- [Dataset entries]
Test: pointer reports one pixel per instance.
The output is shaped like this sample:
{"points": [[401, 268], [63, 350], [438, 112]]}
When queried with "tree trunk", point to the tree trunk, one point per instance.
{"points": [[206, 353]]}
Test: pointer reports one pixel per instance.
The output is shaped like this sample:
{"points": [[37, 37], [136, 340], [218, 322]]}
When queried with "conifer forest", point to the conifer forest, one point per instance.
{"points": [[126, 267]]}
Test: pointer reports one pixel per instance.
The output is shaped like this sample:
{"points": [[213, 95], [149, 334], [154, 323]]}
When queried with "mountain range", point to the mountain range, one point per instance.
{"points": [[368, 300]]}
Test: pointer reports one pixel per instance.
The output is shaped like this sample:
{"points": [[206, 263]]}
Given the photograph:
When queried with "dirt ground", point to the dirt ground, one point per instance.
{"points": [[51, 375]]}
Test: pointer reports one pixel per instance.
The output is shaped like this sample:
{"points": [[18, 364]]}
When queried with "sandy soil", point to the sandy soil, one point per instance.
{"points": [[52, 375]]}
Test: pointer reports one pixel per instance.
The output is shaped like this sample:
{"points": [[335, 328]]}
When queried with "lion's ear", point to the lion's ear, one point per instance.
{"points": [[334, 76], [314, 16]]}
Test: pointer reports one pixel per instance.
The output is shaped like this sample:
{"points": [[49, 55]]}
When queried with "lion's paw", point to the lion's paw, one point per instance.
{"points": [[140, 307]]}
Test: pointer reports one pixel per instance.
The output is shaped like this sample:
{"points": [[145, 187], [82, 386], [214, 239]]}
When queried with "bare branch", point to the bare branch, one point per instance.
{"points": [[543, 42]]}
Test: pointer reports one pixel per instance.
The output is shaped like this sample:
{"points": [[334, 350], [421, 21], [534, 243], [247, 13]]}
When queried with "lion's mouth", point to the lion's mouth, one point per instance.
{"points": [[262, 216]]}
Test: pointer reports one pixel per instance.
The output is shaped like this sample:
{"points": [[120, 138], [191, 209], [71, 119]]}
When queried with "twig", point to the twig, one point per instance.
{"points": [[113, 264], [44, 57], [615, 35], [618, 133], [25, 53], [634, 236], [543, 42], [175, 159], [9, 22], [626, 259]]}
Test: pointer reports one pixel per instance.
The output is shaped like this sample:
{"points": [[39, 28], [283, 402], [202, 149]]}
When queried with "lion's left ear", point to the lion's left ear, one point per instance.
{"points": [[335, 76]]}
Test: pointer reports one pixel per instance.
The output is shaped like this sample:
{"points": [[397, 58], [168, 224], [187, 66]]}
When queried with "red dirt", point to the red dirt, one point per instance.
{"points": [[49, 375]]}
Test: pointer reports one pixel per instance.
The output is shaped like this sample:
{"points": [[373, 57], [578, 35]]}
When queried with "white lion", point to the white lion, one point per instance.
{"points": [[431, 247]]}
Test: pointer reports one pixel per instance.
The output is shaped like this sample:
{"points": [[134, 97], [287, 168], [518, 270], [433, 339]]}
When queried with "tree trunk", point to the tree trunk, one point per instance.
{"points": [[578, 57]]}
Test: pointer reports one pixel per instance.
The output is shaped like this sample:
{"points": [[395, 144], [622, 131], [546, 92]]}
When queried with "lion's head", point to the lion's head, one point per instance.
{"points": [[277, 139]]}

- [TASK OBJECTIVE]
After reading the records above, transcribe them verbatim.

- [RESULT OF THIS EXERCISE]
Test: pointer reports one pixel per instance.
The output is shaped like this sample:
{"points": [[401, 268], [63, 350], [438, 112]]}
When queried with "tree trunk", point to the tree trunk, one point per instance.
{"points": [[206, 353]]}
Test: pointer reports one pixel per instance.
The output is shaped like this sample:
{"points": [[37, 37], [136, 340], [218, 322]]}
When queried with "conifer forest", point to the conifer forest, one point per instance.
{"points": [[126, 267]]}
Test: pointer reports one pixel per instance.
The output is shaped like this sample:
{"points": [[213, 95], [149, 334], [154, 323]]}
When queried with "mountain range", point to the mountain range, one point per instance.
{"points": [[368, 300]]}
Test: pointer reports one pixel per instance.
The output is shaped like this sample:
{"points": [[206, 263]]}
Given the photograph:
When queried with "dirt ground", point to the dirt ground, one point per instance.
{"points": [[51, 375]]}
Test: pointer reports one pixel per instance.
The output is shaped like this sample:
{"points": [[18, 364]]}
When queried with "sandy soil", point to the sandy soil, one point per instance.
{"points": [[52, 375]]}
Test: pointer reports one pixel per instance.
The output is shaped like this sample:
{"points": [[335, 328]]}
When queried with "lion's ear", point to the lion's ear, one point per instance.
{"points": [[334, 76], [314, 16]]}
Test: pointer reports one pixel per instance.
The output is shaped like this sample:
{"points": [[49, 55]]}
When queried with "lion's paw", point to the lion's paw, one point per instance.
{"points": [[140, 307]]}
Test: pointer reports one pixel per instance.
The output is shaped like this sample:
{"points": [[145, 187], [82, 386], [214, 239]]}
When queried with "bare branch", point to the bare branch, one point per instance.
{"points": [[543, 42]]}
Test: pointer reports one pixel per instance.
The output is shaped like this sample:
{"points": [[334, 350], [421, 21], [534, 243], [247, 13]]}
When queried with "lion's mouth", point to the lion's mouth, one point per instance.
{"points": [[262, 216]]}
Test: pointer reports one pixel per instance.
The output is shaped like this sample:
{"points": [[120, 138], [191, 209], [71, 119]]}
When queried with "twig", point to the twig, one point per instance.
{"points": [[113, 264], [44, 57], [615, 35], [618, 133], [25, 53], [634, 236], [543, 42], [175, 159], [9, 22], [626, 259]]}
Test: pointer reports one pixel per instance.
The output is shaped like this sample:
{"points": [[39, 28], [283, 402], [202, 149]]}
When queried with "lion's left ear", point to the lion's left ear, one point per instance.
{"points": [[335, 76]]}
Test: pointer reports one pixel per instance.
The output is shaped like this sample:
{"points": [[397, 58], [168, 224], [187, 66]]}
When queried with "red dirt", point to the red dirt, one point per instance.
{"points": [[49, 375]]}
Test: pointer reports one pixel per instance.
The output is shaped like this sample:
{"points": [[373, 57], [578, 35]]}
When queried with "white lion", point to the white lion, one point per instance.
{"points": [[431, 247]]}
Test: pointer reports one pixel per instance.
The output is shaped like this sample:
{"points": [[134, 97], [287, 168], [518, 270], [433, 339]]}
When queried with "tree trunk", point to the tree trunk, one point per instance.
{"points": [[578, 57]]}
Test: pointer reports one pixel per instance.
The output is shaped like this sample:
{"points": [[395, 144], [622, 131], [546, 92]]}
When queried with "lion's head", point to the lion's head, one point per instance.
{"points": [[277, 139]]}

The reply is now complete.